● **Required task**
The entries are to be returned exactly, with images left out.

● **Task input**
--- START ---

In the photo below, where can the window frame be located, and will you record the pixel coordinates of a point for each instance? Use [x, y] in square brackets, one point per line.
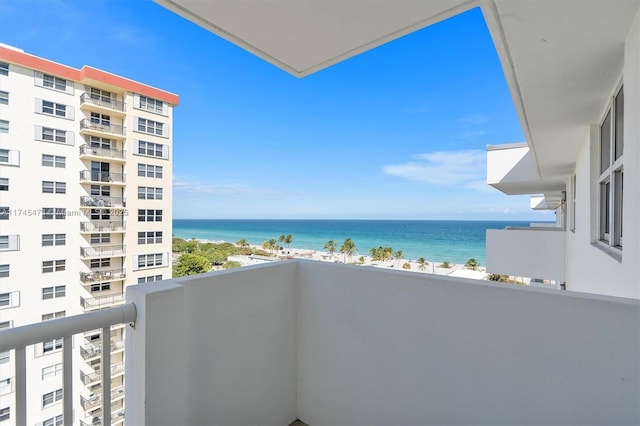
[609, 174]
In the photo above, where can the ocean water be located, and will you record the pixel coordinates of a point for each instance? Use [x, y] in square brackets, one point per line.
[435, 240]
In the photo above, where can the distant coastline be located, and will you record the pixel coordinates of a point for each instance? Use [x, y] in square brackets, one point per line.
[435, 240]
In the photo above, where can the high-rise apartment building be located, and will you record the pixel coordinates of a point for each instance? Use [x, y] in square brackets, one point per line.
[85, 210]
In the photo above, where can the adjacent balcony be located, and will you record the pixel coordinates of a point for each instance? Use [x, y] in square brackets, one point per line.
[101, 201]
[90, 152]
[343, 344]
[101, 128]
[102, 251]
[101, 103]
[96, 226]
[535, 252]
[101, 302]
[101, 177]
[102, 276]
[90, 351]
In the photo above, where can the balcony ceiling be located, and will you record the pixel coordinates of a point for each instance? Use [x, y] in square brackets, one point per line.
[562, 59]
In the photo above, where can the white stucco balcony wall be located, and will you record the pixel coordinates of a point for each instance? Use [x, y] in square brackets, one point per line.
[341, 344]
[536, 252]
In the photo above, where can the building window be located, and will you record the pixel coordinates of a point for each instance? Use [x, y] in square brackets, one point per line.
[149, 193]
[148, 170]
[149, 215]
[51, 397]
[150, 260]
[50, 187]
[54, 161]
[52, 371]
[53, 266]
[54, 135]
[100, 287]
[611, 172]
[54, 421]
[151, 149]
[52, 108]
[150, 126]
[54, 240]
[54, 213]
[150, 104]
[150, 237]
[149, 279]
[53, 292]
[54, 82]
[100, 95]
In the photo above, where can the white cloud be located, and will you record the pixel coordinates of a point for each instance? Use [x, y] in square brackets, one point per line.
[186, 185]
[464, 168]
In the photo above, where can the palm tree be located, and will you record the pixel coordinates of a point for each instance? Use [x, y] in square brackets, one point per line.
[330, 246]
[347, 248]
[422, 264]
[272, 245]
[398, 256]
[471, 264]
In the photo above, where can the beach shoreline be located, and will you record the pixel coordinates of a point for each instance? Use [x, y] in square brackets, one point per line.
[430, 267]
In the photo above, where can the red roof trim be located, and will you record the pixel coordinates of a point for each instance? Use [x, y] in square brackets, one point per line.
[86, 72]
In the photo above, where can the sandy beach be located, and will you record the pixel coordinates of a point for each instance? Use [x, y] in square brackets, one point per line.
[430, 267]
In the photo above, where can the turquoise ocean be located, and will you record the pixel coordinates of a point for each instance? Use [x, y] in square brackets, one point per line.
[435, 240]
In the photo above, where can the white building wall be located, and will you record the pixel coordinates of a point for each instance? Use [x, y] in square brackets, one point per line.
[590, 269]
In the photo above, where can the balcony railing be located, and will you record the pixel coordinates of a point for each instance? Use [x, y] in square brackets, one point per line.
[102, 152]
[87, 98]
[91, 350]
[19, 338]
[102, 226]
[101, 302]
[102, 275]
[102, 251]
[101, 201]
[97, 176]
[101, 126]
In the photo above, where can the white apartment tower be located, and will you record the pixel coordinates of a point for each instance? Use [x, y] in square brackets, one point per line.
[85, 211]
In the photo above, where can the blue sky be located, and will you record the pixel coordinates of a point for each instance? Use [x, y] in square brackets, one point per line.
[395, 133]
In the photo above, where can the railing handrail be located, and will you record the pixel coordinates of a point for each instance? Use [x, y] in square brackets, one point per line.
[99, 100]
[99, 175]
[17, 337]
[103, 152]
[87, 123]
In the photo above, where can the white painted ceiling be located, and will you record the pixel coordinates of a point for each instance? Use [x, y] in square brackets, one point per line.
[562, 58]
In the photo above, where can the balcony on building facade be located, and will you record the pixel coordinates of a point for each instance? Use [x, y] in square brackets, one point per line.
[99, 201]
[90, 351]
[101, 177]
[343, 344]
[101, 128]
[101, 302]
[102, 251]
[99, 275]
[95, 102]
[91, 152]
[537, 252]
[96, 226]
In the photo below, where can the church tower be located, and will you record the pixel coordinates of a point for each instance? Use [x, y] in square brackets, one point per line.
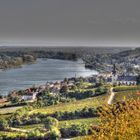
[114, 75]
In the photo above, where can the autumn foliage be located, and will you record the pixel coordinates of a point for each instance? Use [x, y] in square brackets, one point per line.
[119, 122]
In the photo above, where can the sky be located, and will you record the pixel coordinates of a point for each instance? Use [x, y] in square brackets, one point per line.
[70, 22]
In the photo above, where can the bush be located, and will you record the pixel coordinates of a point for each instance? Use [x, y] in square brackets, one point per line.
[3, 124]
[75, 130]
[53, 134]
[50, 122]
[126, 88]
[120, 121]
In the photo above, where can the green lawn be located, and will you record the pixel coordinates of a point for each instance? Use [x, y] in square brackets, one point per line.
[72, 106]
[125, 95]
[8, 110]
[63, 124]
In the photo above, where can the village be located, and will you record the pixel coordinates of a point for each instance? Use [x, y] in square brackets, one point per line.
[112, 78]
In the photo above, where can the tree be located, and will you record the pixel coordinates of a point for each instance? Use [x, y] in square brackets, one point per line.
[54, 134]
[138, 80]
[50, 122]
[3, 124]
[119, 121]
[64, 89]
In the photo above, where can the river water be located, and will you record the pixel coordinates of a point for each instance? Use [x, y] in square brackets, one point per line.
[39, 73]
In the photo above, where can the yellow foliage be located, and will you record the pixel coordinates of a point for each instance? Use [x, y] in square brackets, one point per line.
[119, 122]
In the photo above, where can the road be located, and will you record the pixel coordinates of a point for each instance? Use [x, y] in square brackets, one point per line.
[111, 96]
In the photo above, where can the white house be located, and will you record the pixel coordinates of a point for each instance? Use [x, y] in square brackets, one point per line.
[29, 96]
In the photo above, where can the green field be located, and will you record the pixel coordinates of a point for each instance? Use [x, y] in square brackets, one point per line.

--- END ---

● **Solved problem**
In the photo below, where can the window frame be located, and will you record the pixel coordinates of a point for each instance? Use [x, y] in square brackets, one point per line.
[609, 174]
In the photo above, where can the ocean water be located, and will you record the pixel coordinates of a point for each instance? Use [x, y] in square brackets, one point per line.
[435, 240]
In the photo above, where can the distant coastline be located, and will you record the pixel coordinates of a point for each instance? Use [x, y] in square brackets, one point per line.
[435, 240]
In the photo above, where can the high-rise apartment building be located, and will you record the pixel coordinates of a point for each instance? Use [x, y] in square brackets, one point per line.
[85, 210]
In the photo above, where can the adjacent balcony be located, and will you record the pixel coordinates of a point for each instance? Use [x, y] in square brackets, one point per line.
[101, 201]
[90, 152]
[343, 344]
[101, 128]
[102, 251]
[101, 103]
[96, 226]
[535, 252]
[101, 302]
[101, 177]
[102, 276]
[90, 351]
In the photo above, where can the balcony ceiling be located, and will you record the pixel coordinates of a point for each instance? Use [x, y] in square brackets, one point per line.
[562, 59]
In the photo above, where can the white stucco balcony wall be located, and will you record the pixel coordinates of a point for each instance? Use [x, y] in square brackets, one point per line.
[341, 344]
[536, 252]
In the photo above, where can the building window be located, and will you record the pixel coordinates of a point for each instance? Use [x, y] in square brackets, one point per line.
[149, 193]
[148, 170]
[149, 215]
[51, 397]
[150, 260]
[50, 187]
[54, 161]
[52, 371]
[53, 266]
[54, 135]
[100, 287]
[611, 172]
[54, 421]
[151, 149]
[52, 108]
[150, 126]
[54, 240]
[54, 213]
[150, 104]
[150, 237]
[149, 279]
[53, 292]
[54, 82]
[100, 95]
In the photo above, where can the white cloud be located, and will you record the pixel coordinates of a point for each instance? Use [x, y] in square brackets, one point per line.
[186, 185]
[464, 168]
In the photo above, where can the palm tree be located, and will you record the pixel coordinates of a point for each instance? Use [x, y] in square brackets, one point per line.
[330, 246]
[347, 248]
[422, 264]
[272, 245]
[398, 256]
[471, 264]
In the photo above, where can the beach shoreline be located, and will you record the pixel coordinates of a point for each instance? Use [x, y] in square brackets, one point per line.
[430, 267]
In the photo above, where can the red roof trim be located, and will you record the pixel coordinates of a point for each instance? Use [x, y] in square brackets, one point per line.
[86, 72]
In the photo above, where can the sandy beach be located, and will you record the pixel coordinates of a point for each instance? Use [x, y] in square brackets, one point per line.
[430, 267]
In the photo above, where can the turquoise ocean be located, and will you record the pixel coordinates of a point for each instance? Use [x, y] in square brackets, one point per line.
[435, 240]
In the photo above, where can the white building wall be located, and will you record the pixel coordinates of a point for each instance? Use [x, y] in square brackets, one point per line.
[590, 269]
In the photo above, where can the balcony railing be located, and will you record the pixel coordinates of a point for each instance? Use [x, y] in square brackets, one point per line.
[102, 152]
[87, 98]
[91, 350]
[19, 338]
[102, 226]
[101, 302]
[102, 275]
[102, 251]
[101, 201]
[97, 176]
[101, 126]
In the photo above, where can the white apartment tower be located, and will you record the pixel coordinates of a point for each instance? Use [x, y] in square brackets, one point per line.
[85, 211]
In the photo above, where can the blue sky be located, and will you record the pixel coordinates of a point for each instance? Use [x, y] in square brackets, one point per line.
[395, 133]
In the photo above, where can the railing handrail be located, and will you record the pixel coordinates of a point for each instance? Use [x, y] in square brackets, one point per line.
[99, 100]
[99, 175]
[17, 337]
[103, 152]
[87, 123]
In the photo above, where can the white painted ceiling be located, and will you record the pixel coordinates of a point for each instance? Use [x, y] in square brackets, one point per line.
[562, 58]
In the photo above, where can the balcony on building facade be located, and will you record the pixel coordinates of a point for each instance? Use [x, y] in square brackets, one point per line.
[99, 201]
[90, 351]
[101, 177]
[343, 344]
[101, 128]
[101, 302]
[102, 251]
[99, 275]
[95, 102]
[91, 152]
[537, 252]
[96, 226]
In the photo below, where can the church tower be located, and will you record the pixel coordinates of a point for each instance? Use [x, y] in square brackets, one point per line.
[114, 75]
In the photo above, where can the autumn foliage be located, and will you record the pixel coordinates of a point for each instance? Use [x, y] in square brackets, one point per line.
[119, 122]
In the photo above, where can the sky be located, and will you record the pixel coordinates of a point for each instance? Use [x, y] in square brackets, one point per line.
[70, 22]
In the photo above, where can the bush be located, and will you record the pixel coordinates of a point for each instance? Use [x, y] in square brackets, one point per line.
[3, 124]
[75, 130]
[53, 134]
[50, 122]
[126, 88]
[120, 121]
In the photo above, where can the green lawn be located, and will you record the pixel coordinates of a point for each instance? Use [x, y] in square brackets, one point per line.
[72, 106]
[125, 95]
[8, 110]
[63, 124]
In the photo above, where can the village be located, and will you record the pixel coordinates of a point for each instance? Use [x, y] in square brackets, one point per line.
[112, 78]
In the photo above, where can the tree be located, and will you record the pixel coordinates of a point for each instance? Use [x, y] in square brackets, one point per line.
[54, 134]
[138, 80]
[50, 122]
[3, 124]
[119, 121]
[64, 89]
In the photo above, where can the river water be located, and will you record the pixel coordinates of a point for each instance? Use [x, y] in square brackets, one point per line.
[39, 73]
In the photo above, where can the yellow foliage be located, and will you record the pixel coordinates of a point for each instance? Use [x, y] in square brackets, one point per line.
[119, 122]
In the photo above, where can the road be located, and will you record the pixel coordinates of a point for each instance? Use [x, y] in square brackets, one point per line.
[111, 96]
In the photo above, where can the white house be located, and will you record the pixel coordinates of a point for each instance? Use [x, y] in square brackets, one point per line.
[29, 96]
In the photo above, where can the green field be located, and will you record the pixel coordinates of a point for each instance? Use [x, y] in square brackets, one point per line.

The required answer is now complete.